## AIM OF THE TASK
Your answer should be the records, restated word for word.

------------------------------------------------

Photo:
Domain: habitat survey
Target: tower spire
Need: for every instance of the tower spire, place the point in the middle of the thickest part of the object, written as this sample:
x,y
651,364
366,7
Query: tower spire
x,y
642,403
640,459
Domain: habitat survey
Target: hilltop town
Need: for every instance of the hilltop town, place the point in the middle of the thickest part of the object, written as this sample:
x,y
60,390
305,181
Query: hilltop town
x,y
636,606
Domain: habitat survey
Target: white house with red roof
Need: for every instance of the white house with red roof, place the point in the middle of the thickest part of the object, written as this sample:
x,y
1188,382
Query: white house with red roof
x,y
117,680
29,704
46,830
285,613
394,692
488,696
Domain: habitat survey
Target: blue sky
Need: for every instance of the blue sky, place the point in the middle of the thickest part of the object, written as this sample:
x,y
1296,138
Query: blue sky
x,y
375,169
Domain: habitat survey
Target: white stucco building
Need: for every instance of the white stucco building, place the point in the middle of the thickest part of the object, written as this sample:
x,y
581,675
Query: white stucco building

------------------------------------------------

## ANSWER TO THE PROBLEM
Photo:
Domain: habitat survey
Target: tower spire
Need: for every instance of the tower spire, place the point in the middle of the thickest part of the object, written as this sample:
x,y
651,364
366,7
Query: tower spire
x,y
642,403
640,459
Domain: habitat survey
Target: hilltop town
Need: for every instance of the hilltop town, place the point in the middle of the thickest part of the object, written as this sample:
x,y
60,390
305,181
Query: hilltop town
x,y
636,606
Domain: habitat survey
Target: white house with red roof
Need: for every instance of the white house with red roof, place the point in the middle of the thickest part of the object, written as this sample:
x,y
1188,382
Query: white house with red roof
x,y
117,680
29,704
46,830
285,613
394,692
488,696
Domain: habitat survey
Target: blue sky
Need: for every instance of the blue sky, place the point in the middle of the thickest part of the object, written as this sample:
x,y
1296,138
Query: blue sky
x,y
375,169
Domain: habitat survey
Target: white stucco building
Need: for every instance of the white stucco building, place the point in the middle of the thickest part of the object, written as this sample:
x,y
581,675
Query: white stucco building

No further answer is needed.